▶ PROBLEM TO SOLVE
Convert every line of the listing below into a numbered list, leaving out any blank lines.

------

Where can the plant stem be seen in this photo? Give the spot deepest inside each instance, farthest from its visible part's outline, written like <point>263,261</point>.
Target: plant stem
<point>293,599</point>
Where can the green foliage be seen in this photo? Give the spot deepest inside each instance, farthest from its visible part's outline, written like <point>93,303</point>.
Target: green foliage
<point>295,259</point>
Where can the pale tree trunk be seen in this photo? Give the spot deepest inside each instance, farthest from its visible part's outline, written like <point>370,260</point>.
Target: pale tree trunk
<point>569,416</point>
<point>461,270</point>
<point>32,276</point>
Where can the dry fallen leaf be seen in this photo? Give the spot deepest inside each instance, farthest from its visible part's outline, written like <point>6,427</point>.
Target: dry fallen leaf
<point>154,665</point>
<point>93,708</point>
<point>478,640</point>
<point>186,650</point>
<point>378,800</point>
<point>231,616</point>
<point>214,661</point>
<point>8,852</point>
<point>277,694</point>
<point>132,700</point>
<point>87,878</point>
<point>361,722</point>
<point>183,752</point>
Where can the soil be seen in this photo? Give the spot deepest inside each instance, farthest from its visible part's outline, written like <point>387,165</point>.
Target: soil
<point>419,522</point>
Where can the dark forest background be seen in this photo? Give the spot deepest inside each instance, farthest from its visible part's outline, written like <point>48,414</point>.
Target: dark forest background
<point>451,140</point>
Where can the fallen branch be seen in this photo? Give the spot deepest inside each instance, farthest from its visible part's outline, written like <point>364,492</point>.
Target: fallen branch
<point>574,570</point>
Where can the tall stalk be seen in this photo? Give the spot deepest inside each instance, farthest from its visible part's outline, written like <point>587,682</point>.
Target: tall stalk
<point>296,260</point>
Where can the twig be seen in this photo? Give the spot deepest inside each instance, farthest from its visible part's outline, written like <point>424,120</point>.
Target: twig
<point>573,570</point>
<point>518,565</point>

------

▶ SOLUTION BELOW
1. Where can the plant stem be seen in this photo? Give the spot deepest inside each instance, farthest from its visible part's outline, written like <point>263,261</point>.
2. Target: plant stem
3. <point>293,599</point>
4. Where can the green foliage be seen in this photo? Give the spot deepest inside each instance, farthest from its visible part's outline, written like <point>93,303</point>.
5. Target: green foliage
6. <point>295,259</point>
7. Where can the pale tree trunk be seen in this photo? Give the spot deepest inside each instance, farthest from its visible part's outline, written like <point>370,260</point>.
8. Target: pale tree trunk
9. <point>569,416</point>
10. <point>461,270</point>
11. <point>32,276</point>
12. Where can the dry fallen leaf be seen in this photo? Give the spot deepest inside each instance, farthest from its visible part's outline, written like <point>6,427</point>.
13. Target: dry fallen leaf
14. <point>154,665</point>
15. <point>93,708</point>
16. <point>478,640</point>
17. <point>186,650</point>
18. <point>378,800</point>
19. <point>231,616</point>
20. <point>214,661</point>
21. <point>8,852</point>
22. <point>277,694</point>
23. <point>132,700</point>
24. <point>87,878</point>
25. <point>361,722</point>
26. <point>183,752</point>
27. Where can the soil be seen in this photo? Give the spot deepest inside each instance, farthest from its visible part's outline, written like <point>387,165</point>.
28. Target: soil
29. <point>419,522</point>
30. Where can the dark forest background be seen in this photo? Give the spot deepest inside each instance, farthest from its visible part's outline, written like <point>48,414</point>.
31. Target: dark forest background
32. <point>451,140</point>
33. Where can the fallen branch be seen in this photo? Give the spot deepest inside each instance, farthest from its visible part's outline, written like <point>364,492</point>.
34. Target: fallen branch
35. <point>574,570</point>
36. Where can the tall stalk be seen in this photo? Give the spot deepest inside each instance, farthest from its visible part's outline, written like <point>587,682</point>.
37. Target: tall stalk
38. <point>296,260</point>
39. Where can the twig be seen in this photo? Give the spot deepest inside each instance, farthest from its visible part's outline, written like <point>424,120</point>.
40. Target: twig
41. <point>573,570</point>
42. <point>518,565</point>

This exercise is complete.